Records from a collection
---*---

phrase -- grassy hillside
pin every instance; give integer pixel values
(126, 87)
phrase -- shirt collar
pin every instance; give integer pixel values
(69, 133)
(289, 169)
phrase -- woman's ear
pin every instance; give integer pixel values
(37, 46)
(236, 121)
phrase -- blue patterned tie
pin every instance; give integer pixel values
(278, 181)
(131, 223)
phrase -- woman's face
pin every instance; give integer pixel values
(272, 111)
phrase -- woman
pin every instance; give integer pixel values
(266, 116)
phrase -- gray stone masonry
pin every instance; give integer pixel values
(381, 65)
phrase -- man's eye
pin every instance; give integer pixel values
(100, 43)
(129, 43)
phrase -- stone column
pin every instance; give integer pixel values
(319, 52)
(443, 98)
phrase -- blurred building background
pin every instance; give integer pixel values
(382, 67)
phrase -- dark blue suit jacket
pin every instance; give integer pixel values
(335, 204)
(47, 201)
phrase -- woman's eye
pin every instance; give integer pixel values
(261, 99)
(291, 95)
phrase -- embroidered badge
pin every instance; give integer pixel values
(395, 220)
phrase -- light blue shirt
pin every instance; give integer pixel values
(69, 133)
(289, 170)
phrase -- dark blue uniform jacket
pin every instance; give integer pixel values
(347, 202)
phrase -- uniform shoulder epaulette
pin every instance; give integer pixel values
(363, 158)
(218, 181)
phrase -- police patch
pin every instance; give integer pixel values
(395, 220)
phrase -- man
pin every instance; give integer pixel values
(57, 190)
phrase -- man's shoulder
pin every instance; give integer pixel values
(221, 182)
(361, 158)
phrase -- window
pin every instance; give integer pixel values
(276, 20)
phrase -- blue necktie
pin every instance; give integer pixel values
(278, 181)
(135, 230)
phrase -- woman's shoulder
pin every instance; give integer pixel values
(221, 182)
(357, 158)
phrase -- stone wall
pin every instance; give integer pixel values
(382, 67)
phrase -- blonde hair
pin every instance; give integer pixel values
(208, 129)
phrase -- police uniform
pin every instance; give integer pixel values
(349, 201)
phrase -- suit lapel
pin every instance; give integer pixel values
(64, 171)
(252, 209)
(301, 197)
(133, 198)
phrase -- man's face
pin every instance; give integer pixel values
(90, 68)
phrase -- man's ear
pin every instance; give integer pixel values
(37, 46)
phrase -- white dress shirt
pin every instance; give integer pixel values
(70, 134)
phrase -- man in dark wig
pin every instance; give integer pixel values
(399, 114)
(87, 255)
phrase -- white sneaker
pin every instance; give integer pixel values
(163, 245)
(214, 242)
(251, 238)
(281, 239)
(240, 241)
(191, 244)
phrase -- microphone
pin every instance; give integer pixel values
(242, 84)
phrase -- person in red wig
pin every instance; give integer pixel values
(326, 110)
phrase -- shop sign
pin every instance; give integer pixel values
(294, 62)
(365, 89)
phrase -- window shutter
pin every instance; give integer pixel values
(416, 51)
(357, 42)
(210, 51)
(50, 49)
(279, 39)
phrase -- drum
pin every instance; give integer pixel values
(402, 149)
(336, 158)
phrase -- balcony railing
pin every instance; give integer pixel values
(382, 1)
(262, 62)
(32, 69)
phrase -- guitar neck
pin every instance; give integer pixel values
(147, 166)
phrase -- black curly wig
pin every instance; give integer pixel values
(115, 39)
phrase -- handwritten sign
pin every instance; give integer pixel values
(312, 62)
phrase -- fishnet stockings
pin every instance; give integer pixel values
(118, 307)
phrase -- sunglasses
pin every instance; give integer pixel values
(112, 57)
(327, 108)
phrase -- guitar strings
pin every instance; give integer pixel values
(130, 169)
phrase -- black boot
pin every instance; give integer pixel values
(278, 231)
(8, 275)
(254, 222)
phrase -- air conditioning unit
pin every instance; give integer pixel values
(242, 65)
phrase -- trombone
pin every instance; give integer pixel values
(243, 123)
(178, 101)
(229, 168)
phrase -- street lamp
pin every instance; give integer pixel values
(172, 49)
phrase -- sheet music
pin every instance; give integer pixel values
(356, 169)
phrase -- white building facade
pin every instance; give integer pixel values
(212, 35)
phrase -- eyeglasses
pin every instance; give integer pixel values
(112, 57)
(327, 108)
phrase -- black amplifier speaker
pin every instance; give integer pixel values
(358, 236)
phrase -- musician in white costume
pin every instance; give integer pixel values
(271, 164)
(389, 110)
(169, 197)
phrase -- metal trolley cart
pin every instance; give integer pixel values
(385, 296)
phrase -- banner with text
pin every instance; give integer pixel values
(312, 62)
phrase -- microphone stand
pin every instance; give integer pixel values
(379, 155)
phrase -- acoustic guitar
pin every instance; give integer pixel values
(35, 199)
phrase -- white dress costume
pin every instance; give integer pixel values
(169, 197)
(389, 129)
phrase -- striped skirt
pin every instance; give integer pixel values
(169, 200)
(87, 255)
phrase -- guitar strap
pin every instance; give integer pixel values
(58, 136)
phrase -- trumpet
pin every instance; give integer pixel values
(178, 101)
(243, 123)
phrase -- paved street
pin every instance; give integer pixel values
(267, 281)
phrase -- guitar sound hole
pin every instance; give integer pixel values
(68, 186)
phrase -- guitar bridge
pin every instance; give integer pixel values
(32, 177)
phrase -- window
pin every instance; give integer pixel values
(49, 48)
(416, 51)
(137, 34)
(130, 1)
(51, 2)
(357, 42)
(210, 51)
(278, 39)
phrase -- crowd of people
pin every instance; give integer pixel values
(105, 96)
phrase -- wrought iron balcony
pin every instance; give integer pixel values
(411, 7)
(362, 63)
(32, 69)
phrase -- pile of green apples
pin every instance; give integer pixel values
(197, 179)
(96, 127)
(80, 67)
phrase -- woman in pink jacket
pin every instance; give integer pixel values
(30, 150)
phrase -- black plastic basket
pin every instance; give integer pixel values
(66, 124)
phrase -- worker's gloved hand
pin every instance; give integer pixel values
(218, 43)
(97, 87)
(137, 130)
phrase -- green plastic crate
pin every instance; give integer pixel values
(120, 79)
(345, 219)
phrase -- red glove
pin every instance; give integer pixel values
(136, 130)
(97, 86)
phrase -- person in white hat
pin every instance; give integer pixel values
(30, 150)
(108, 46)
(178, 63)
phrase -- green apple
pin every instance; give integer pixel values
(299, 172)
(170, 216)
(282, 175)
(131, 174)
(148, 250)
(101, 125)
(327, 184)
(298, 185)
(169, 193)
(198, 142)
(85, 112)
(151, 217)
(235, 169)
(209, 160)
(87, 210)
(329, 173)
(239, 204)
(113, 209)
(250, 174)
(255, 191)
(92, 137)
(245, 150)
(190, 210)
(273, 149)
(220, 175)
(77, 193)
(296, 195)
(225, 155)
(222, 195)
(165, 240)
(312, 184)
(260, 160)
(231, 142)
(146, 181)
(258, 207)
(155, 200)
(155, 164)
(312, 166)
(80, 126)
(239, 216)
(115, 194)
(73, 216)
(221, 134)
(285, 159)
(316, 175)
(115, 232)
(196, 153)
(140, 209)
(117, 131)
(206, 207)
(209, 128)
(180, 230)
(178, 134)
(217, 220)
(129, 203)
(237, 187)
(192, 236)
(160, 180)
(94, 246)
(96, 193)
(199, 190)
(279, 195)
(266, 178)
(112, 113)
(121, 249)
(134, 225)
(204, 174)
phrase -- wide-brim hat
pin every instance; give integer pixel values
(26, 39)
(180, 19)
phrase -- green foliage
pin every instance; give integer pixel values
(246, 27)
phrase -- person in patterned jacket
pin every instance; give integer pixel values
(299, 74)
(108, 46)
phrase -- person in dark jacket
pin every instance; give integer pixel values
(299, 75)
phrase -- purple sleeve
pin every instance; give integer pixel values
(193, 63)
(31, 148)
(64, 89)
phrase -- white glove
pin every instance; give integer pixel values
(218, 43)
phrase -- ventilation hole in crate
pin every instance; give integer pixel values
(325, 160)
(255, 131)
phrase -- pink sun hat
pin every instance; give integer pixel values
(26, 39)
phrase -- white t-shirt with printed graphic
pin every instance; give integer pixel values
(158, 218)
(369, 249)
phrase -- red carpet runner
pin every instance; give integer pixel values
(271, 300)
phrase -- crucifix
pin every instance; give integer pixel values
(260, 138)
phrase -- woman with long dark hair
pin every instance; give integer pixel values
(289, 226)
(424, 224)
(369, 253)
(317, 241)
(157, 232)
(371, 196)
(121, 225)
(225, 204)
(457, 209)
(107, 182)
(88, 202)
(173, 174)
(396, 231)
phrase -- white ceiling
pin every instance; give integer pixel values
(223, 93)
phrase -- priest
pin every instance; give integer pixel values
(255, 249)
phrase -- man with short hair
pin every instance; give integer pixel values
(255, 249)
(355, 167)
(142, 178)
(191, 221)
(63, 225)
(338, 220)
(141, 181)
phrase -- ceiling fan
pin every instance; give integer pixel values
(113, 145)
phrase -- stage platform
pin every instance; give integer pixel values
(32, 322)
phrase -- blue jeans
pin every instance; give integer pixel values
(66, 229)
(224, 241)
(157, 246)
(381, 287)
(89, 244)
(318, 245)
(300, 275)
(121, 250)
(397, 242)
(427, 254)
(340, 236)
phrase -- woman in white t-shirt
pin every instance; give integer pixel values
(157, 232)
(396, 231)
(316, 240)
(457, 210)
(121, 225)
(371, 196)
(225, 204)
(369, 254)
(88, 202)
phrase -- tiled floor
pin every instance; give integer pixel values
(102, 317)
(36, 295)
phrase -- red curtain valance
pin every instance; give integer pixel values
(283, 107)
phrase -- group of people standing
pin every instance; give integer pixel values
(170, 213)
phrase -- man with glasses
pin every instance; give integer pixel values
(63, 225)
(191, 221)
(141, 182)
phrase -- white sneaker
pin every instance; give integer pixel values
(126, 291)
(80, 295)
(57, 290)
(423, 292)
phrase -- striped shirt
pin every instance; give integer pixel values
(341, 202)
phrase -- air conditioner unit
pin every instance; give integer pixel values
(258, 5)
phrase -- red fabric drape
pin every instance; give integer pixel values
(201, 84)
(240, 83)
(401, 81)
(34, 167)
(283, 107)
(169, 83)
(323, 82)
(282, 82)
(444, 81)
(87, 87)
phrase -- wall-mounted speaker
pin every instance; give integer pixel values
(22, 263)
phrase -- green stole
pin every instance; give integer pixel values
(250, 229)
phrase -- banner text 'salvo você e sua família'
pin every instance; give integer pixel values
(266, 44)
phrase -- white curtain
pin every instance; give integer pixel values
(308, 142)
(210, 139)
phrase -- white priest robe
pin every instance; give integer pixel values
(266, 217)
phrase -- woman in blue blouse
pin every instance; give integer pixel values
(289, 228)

---*---

= GIVEN TASK =
Starting at the line that contains "phrase -- woman in white t-shirt" and ending at the last line, change every "white" to "cream". Give those lines again with nothing else altered.

= TASK OUTPUT =
phrase -- woman in cream t-shirt
pin every instance; give integer pixel values
(157, 232)
(396, 231)
(316, 240)
(457, 210)
(121, 225)
(371, 196)
(225, 204)
(369, 254)
(88, 202)
phrase -- tiled floor
pin every instance; give integer pixel values
(102, 317)
(36, 295)
phrase -- red curtain valance
pin every instance; give integer pixel values
(283, 107)
phrase -- group of people standing
pin every instance; give integer pixel values
(170, 213)
phrase -- man with glasses
pin every instance; give integer pixel values
(63, 225)
(191, 221)
(141, 182)
phrase -- cream sneaker
pin every instance; give integer pixel values
(126, 291)
(80, 295)
(57, 290)
(423, 292)
phrase -- striped shirt
pin every instance; give integer pixel values
(341, 202)
phrase -- air conditioner unit
pin every instance; give integer pixel values
(258, 5)
phrase -- red fabric drape
pin every instance; give integer pixel values
(201, 84)
(240, 83)
(401, 81)
(34, 167)
(283, 107)
(169, 83)
(323, 82)
(282, 82)
(444, 81)
(87, 87)
phrase -- wall-mounted speaker
pin every instance; give integer pixel values
(22, 263)
phrase -- green stole
pin every instance; give integer pixel values
(250, 229)
phrase -- banner text 'salvo você e sua família'
pin every instance; give integer pixel values
(266, 44)
phrase -- cream curtain
pin every instance; give integer pixel values
(308, 142)
(210, 139)
phrase -- cream priest robe
pin every instance; give integer pixel values
(266, 217)
phrase -- woman in blue blouse
pin every instance; give integer pixel values
(289, 228)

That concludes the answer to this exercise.